*The data*
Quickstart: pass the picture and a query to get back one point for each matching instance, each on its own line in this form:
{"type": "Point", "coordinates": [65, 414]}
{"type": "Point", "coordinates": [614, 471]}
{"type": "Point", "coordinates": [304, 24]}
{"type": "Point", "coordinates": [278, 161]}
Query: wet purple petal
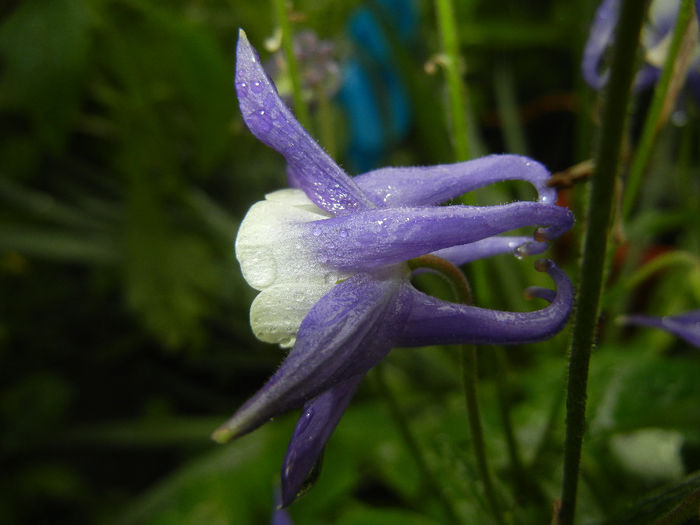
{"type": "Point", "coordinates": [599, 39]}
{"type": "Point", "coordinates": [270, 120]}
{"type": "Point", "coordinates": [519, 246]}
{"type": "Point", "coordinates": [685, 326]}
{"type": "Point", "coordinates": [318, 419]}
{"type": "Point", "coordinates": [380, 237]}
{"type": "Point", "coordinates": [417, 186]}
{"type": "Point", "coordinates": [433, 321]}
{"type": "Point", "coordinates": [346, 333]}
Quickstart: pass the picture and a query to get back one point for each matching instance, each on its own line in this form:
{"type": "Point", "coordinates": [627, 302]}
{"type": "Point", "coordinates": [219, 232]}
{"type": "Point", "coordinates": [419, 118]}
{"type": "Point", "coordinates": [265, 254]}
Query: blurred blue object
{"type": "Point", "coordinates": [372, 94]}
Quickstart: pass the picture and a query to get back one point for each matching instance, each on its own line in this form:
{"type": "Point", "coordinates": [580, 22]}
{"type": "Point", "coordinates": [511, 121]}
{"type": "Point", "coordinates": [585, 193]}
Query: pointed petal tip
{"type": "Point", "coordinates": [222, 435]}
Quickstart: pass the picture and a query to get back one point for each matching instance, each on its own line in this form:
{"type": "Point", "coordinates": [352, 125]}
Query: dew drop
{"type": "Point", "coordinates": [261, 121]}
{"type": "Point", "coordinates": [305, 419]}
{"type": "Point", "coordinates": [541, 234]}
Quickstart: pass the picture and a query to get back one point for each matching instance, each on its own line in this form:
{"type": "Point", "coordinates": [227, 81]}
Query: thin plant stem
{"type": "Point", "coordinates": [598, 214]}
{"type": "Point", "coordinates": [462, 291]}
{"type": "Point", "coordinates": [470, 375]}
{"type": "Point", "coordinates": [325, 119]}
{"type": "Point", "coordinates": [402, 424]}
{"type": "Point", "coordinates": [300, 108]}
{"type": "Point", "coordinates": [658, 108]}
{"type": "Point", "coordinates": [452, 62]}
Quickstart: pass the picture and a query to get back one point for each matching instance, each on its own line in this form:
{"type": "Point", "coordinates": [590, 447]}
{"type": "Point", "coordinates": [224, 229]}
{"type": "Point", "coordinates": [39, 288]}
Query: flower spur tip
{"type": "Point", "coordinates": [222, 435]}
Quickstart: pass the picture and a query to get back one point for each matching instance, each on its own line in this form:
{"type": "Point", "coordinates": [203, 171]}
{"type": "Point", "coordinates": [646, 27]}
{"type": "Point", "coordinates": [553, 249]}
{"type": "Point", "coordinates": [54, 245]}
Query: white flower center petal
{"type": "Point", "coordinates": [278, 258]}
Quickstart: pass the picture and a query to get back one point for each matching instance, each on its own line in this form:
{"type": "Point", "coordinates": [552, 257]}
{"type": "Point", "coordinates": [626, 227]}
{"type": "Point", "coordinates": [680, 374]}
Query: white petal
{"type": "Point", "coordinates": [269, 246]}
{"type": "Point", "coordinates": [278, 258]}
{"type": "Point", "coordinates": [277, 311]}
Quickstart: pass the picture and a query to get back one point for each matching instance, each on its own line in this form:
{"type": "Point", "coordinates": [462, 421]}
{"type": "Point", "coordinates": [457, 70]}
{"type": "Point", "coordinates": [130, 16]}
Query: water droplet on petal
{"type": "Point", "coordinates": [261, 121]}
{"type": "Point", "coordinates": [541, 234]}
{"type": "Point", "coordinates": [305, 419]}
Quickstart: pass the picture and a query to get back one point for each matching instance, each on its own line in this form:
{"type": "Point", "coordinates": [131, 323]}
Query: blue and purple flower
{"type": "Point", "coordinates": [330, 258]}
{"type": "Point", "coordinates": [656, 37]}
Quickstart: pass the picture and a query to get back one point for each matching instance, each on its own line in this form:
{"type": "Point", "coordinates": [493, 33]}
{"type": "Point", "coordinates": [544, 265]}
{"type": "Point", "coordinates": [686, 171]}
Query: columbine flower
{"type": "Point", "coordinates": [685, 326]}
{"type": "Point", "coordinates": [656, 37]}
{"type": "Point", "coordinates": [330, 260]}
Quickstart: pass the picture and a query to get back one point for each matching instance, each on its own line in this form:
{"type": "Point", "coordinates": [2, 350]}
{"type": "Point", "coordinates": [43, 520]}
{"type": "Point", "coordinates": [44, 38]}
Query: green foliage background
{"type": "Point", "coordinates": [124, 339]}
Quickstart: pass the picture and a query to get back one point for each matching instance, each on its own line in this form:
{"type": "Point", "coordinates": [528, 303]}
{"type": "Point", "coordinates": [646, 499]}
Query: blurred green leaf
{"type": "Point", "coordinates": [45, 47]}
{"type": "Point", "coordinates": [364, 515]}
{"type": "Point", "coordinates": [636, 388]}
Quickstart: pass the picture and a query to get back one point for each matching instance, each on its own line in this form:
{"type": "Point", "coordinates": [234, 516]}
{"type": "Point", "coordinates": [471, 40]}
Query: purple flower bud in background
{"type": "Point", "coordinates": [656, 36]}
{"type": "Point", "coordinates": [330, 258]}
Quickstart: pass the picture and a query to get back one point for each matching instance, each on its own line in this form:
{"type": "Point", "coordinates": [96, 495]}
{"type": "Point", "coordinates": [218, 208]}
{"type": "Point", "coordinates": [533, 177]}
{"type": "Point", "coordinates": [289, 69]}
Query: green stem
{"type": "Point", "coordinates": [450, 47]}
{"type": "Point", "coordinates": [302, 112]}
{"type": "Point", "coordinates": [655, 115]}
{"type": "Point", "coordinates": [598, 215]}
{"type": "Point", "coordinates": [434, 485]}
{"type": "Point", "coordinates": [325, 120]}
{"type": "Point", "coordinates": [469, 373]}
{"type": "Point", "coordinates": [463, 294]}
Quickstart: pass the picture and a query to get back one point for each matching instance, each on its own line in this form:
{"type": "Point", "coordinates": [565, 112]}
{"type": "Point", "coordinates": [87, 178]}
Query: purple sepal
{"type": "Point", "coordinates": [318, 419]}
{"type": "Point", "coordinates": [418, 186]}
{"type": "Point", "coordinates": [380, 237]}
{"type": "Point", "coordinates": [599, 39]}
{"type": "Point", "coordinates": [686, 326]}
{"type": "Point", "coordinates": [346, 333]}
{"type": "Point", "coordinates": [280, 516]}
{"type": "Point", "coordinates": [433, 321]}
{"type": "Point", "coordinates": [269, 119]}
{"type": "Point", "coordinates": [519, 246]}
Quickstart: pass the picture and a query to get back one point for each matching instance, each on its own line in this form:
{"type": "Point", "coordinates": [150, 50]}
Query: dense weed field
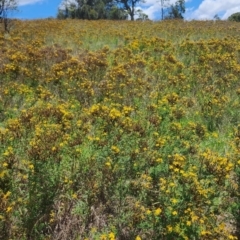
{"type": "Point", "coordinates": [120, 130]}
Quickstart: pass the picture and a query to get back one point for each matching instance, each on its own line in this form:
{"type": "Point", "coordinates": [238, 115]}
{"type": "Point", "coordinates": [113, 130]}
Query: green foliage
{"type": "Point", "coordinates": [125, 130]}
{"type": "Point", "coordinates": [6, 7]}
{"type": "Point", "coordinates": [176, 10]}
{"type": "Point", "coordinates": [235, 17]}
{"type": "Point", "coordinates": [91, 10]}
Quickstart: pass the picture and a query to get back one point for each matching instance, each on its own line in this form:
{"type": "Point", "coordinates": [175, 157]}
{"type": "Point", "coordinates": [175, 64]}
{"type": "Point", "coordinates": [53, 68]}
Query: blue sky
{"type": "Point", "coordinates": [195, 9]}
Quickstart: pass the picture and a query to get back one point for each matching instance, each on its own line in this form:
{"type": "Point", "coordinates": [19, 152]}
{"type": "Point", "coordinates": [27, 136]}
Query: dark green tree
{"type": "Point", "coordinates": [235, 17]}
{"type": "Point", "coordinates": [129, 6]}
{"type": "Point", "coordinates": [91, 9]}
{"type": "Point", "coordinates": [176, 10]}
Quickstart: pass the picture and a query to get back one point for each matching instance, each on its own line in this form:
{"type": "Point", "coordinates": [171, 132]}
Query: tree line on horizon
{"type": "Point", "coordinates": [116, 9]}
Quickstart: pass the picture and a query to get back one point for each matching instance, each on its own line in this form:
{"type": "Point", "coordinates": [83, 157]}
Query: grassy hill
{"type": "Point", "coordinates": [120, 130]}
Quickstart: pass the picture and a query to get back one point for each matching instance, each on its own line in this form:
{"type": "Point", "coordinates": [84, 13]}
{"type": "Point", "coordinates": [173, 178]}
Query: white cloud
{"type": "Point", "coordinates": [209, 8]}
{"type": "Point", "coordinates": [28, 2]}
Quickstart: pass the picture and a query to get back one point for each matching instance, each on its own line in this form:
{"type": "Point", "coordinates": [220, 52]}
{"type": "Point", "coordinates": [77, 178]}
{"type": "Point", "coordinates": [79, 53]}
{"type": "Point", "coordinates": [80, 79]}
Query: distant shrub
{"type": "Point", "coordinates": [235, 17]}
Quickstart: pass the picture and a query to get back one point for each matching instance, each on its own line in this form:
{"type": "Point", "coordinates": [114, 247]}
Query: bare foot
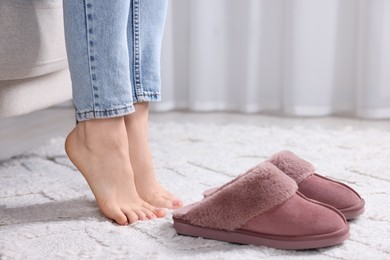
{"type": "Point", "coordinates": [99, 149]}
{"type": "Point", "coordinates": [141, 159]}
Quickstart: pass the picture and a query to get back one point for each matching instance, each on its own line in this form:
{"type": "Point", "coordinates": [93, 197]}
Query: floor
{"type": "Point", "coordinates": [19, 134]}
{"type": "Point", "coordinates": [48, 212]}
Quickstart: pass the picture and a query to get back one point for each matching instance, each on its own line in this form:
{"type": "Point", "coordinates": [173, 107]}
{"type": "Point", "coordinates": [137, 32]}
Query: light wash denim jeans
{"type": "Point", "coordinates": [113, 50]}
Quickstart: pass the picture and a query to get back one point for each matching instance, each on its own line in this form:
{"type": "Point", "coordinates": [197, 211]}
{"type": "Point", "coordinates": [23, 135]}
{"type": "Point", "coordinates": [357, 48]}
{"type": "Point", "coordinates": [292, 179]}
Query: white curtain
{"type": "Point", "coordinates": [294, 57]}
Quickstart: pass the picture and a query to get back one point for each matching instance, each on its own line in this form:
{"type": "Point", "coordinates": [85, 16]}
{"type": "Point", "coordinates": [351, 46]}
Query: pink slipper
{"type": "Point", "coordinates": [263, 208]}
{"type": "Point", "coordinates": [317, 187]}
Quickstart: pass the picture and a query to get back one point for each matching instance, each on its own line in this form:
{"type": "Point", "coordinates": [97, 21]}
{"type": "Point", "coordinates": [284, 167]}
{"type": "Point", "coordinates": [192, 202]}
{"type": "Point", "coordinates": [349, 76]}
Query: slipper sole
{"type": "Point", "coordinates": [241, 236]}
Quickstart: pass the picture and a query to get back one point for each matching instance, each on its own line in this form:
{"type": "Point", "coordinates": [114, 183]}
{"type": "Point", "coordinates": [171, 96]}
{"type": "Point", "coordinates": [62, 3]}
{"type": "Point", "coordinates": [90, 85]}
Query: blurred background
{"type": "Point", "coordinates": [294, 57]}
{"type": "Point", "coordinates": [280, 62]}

*What you have to do*
Output the line containing "Query: pink slipper" together with all later lines of the entries, exactly as written, through the final line.

*Response to this exercise*
Query: pink slipper
{"type": "Point", "coordinates": [263, 208]}
{"type": "Point", "coordinates": [317, 187]}
Quickstart: pass the picture and a query to get back one point for each matching instance, each on its own line in this form:
{"type": "Point", "coordinates": [97, 21]}
{"type": "Point", "coordinates": [284, 167]}
{"type": "Point", "coordinates": [192, 202]}
{"type": "Point", "coordinates": [349, 76]}
Query: slipper sole
{"type": "Point", "coordinates": [241, 236]}
Quickstart: pass the picture and a query to get back one point for each matching instance, each on its own line in this form:
{"type": "Point", "coordinates": [114, 183]}
{"type": "Point", "coordinates": [171, 96]}
{"type": "Point", "coordinates": [62, 3]}
{"type": "Point", "coordinates": [90, 85]}
Query: blurred background
{"type": "Point", "coordinates": [294, 57]}
{"type": "Point", "coordinates": [280, 62]}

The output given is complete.